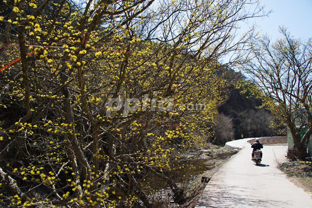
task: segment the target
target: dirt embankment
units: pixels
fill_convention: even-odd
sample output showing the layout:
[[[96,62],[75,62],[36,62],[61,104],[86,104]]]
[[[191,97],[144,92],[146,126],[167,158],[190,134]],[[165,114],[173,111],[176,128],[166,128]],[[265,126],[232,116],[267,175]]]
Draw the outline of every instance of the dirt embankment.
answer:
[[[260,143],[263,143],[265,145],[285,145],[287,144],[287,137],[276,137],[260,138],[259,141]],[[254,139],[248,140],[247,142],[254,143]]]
+++++
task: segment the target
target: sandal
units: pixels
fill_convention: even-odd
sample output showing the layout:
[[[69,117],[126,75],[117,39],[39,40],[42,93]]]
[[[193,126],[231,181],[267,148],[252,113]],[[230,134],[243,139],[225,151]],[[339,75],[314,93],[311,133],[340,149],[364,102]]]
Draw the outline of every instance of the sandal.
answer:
+++++
__PROBLEM__
Copy each line of the material above that contains the word "Draw", counting only matches with the same capitalization.

__RESPONSE__
Draw the outline of every instance of the dirt embankment.
Draw the outline of every instance of the sandal.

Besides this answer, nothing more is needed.